● **WHAT YOU NEED TO DO**: In the similarity plugin text, starting at "### Search specific" and ending at "sources are different.", substitute "query box" for "search field" and write the passage out again.

● **TEXT TO READ**:
---------------
Humans determine the similarity between texts based on the similarity of the composing words and their abstract meaning. Documents containing by similar words are semantically related, and words frequently co-occurring are also considered close. The plugin supports document and term searches. A document is a literal or an aggregation of multiple literals, and a term is a word from a document.

There are four types of similarity searches:

• Term to term - returns the closest semantically related terms

• Term to document - returns the most representative documents for a specific searched term

• Document to term - returns the most representative terms for a specific document

• Document to document - returns the closest related texts

## How the similarity plugin works?¶

The similarity plugin integrates the semantic vectors library and the underlying Random Indexing algorithm. The algorithm uses a tokenizer to translate documents to sequences of words (terms) and to represent them into a vector space model representing their abstract meaning. A distinctive feature of the algorithm is the dimensionality reduction approach based on Random Projection, where the initial vector state is generated randomly. With the indexing of each document, the term vectors are adjusted based on the contextual words. This approach makes the algorithm highly scalable for very large text corpora of documents, and research papers have proven that its efficiency is comparable to more sound dimensionality reduction algorithms like singular value decomposition.

### Search similar terms¶

The example shows terms similar to “novichok” in the search index allNews. The term “novichok” is used in the search field. The selected option for both Search type and Result type is Term. Sample results of terms similar to “novichok”, listed by their score, are given below.

### Search documents for which selected term is specific¶

The term “novichok” is used as an example again. The selected option for Search type is Term, and for Result type is Document. Sample results of the most representative documents for a specific searched term, listed by their score, are given below.

### Search specific terms in selected document¶

The result with the highest score from the previous search is used in the new search. The selected option for Search type is Document, and for Result type is Term. Sample results of the most representative terms, listed by their score, are given below.

### Search for closest documents¶

A search for the texts closest to the selected document is also possible. The same document is used in the search field. Sample results of the documents with the closest texts to the selected document - listed by their score - are given below. The titles of the documents prove that their content is similar, even though the sources are different.
---------------
● **Dataset entries**:

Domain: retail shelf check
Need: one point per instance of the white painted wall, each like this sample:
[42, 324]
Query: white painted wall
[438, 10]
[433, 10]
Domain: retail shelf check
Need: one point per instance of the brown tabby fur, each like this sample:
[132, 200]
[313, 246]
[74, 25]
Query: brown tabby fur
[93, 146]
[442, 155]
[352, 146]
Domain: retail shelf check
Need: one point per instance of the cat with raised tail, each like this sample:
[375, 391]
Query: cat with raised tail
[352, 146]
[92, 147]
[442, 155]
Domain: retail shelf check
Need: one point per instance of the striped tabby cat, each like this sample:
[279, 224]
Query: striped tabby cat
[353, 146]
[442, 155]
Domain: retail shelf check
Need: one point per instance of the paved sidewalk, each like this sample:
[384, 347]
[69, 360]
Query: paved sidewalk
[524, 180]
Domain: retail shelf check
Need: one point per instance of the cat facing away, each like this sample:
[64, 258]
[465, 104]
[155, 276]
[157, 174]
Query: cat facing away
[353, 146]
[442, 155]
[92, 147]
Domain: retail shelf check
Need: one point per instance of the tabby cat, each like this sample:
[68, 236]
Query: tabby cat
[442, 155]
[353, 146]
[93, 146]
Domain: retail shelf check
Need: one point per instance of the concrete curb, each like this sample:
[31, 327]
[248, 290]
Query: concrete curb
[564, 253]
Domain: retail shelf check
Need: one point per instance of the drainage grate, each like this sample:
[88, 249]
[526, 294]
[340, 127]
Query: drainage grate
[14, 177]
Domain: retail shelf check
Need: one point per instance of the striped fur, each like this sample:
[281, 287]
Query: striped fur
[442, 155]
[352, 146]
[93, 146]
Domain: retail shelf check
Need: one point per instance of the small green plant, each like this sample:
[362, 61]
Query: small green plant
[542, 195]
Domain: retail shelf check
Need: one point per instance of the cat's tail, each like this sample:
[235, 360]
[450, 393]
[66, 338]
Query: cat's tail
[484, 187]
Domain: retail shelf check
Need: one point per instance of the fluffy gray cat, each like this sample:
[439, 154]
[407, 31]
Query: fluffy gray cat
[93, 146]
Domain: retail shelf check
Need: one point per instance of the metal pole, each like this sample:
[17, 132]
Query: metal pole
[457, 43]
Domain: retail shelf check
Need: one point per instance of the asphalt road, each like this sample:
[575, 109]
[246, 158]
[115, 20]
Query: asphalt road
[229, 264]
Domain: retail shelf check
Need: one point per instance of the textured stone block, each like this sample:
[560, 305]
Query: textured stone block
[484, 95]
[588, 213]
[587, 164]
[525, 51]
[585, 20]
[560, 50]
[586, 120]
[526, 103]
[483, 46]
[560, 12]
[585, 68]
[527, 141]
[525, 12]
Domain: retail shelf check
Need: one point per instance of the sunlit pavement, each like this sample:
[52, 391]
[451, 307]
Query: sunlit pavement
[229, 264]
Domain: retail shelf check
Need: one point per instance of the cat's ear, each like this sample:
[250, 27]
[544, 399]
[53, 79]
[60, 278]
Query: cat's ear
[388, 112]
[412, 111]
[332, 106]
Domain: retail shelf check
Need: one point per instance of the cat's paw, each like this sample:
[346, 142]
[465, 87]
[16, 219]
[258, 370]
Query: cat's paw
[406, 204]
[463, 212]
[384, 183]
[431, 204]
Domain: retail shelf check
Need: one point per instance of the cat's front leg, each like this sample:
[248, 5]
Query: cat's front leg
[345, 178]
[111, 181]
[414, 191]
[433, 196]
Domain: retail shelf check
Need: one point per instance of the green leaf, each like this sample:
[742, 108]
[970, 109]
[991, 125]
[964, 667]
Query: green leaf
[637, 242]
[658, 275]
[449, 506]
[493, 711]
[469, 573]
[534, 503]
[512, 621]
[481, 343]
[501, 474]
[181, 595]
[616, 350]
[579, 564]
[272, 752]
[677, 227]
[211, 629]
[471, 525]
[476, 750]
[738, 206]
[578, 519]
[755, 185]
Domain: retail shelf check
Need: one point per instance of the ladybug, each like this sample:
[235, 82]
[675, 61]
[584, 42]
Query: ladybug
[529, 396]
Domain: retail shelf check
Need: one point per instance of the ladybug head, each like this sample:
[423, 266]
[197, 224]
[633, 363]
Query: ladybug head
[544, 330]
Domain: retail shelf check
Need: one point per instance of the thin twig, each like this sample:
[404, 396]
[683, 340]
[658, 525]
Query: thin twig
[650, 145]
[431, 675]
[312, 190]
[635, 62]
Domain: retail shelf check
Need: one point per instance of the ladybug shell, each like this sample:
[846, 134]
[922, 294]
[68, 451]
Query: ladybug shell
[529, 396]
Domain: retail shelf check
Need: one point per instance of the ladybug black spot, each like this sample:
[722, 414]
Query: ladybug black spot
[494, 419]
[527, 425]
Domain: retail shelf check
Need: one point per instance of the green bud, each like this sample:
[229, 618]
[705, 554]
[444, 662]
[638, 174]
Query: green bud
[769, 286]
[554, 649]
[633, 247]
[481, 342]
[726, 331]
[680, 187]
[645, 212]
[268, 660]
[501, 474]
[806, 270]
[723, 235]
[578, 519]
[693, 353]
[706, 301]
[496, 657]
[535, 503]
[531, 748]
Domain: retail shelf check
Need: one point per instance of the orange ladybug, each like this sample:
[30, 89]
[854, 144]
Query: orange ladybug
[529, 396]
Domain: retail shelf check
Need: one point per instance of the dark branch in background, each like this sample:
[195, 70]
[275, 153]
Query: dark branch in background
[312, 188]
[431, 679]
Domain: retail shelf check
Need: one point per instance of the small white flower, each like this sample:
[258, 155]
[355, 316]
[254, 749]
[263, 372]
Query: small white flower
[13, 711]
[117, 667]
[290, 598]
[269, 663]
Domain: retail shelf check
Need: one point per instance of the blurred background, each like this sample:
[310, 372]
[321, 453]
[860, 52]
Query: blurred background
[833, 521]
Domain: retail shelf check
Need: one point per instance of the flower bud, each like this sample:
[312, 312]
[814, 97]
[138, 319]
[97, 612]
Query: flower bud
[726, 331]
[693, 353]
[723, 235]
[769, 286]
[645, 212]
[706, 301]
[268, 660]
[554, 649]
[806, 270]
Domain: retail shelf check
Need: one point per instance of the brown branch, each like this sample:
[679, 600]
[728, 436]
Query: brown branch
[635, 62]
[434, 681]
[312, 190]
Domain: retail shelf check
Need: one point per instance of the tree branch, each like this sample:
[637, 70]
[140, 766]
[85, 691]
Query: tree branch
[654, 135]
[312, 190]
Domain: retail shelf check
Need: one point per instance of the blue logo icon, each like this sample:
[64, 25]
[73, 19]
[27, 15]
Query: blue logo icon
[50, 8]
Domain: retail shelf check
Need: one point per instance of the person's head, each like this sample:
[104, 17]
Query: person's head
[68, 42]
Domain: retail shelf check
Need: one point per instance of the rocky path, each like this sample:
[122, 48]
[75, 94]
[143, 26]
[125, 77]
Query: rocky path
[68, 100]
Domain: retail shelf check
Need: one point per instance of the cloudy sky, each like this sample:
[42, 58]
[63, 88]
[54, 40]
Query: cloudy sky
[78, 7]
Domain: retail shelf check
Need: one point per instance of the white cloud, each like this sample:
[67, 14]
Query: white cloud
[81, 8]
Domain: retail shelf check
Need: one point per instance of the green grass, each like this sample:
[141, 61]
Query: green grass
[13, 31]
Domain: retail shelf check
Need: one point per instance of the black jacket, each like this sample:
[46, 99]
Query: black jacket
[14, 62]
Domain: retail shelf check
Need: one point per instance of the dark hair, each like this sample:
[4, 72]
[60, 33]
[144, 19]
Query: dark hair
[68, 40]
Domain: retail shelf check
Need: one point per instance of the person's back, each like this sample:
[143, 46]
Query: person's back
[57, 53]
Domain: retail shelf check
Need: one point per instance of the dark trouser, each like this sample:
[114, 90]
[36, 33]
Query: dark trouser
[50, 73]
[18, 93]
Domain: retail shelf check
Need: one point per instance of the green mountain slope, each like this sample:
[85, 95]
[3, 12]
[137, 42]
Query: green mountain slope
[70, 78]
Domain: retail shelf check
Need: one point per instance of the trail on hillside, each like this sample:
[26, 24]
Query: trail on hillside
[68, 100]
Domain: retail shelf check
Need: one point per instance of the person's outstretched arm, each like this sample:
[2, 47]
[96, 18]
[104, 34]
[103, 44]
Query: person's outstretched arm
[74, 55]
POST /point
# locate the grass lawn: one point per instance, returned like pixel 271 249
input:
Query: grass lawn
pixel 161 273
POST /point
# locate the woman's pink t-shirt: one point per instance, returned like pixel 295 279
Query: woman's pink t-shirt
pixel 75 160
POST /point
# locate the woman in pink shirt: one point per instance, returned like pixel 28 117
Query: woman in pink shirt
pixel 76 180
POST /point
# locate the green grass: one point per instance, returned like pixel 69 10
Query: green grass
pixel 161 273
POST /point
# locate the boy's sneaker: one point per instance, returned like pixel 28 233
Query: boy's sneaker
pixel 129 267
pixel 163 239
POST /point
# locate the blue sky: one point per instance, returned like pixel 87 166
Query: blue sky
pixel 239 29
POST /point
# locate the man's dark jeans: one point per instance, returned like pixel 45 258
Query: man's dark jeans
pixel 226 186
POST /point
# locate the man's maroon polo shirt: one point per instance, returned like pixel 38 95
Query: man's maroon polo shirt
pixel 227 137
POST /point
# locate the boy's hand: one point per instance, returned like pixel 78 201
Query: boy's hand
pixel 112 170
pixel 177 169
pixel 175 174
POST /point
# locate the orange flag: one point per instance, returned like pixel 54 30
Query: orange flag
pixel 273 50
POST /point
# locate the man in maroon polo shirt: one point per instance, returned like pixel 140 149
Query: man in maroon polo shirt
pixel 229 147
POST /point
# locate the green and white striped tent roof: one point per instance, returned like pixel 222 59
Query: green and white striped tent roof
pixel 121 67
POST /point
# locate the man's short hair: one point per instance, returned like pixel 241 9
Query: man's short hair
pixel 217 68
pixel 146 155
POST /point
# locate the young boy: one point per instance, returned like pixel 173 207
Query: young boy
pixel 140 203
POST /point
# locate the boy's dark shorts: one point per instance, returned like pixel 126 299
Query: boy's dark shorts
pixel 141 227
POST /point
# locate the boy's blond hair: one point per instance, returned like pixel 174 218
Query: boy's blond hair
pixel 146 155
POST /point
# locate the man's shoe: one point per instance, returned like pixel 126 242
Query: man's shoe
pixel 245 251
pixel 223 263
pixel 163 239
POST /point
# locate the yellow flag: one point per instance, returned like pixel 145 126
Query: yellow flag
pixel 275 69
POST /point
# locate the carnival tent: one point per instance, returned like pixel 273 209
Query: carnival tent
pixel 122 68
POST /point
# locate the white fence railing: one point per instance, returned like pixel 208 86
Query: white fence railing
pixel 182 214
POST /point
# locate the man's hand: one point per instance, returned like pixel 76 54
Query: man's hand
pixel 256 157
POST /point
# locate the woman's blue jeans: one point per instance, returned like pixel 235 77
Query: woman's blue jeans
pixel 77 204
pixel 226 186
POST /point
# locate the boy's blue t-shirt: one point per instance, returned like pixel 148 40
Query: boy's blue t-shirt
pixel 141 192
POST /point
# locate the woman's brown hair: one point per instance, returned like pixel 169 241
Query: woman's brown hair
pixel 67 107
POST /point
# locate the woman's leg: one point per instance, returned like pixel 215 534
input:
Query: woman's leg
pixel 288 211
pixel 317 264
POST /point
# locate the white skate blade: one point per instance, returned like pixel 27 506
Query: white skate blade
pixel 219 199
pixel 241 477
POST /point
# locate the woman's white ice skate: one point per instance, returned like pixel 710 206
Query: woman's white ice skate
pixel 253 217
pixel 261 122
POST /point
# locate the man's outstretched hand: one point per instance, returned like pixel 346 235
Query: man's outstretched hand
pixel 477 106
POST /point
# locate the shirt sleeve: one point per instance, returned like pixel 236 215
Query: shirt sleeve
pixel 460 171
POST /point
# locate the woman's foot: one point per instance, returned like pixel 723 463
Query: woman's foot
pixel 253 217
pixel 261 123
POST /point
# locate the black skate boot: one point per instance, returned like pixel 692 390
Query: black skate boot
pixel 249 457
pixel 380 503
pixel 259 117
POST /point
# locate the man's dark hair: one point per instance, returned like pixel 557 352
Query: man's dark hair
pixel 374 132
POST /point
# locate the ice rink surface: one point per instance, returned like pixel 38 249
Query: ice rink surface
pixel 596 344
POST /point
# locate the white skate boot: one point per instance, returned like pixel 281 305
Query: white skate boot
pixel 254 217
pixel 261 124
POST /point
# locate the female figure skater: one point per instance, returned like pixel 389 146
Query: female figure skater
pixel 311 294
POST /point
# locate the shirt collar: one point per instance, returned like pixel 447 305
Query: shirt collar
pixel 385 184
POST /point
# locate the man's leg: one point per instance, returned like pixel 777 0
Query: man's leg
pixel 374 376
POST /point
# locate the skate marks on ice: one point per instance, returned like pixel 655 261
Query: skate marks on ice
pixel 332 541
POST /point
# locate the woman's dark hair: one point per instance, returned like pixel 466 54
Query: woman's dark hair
---------------
● **WRITTEN ANSWER**:
### Search specific terms in selected document¶

The result with the highest score from the previous search is used in the new search. The selected option for Search type is Document, and for Result type is Term. Sample results of the most representative terms, listed by their score, are given below.

### Search for closest documents¶

A search for the texts closest to the selected document is also possible. The same document is used in the query box. Sample results of the documents with the closest texts to the selected document - listed by their score - are given below. The titles of the documents prove that their content is similar, even though the sources are different.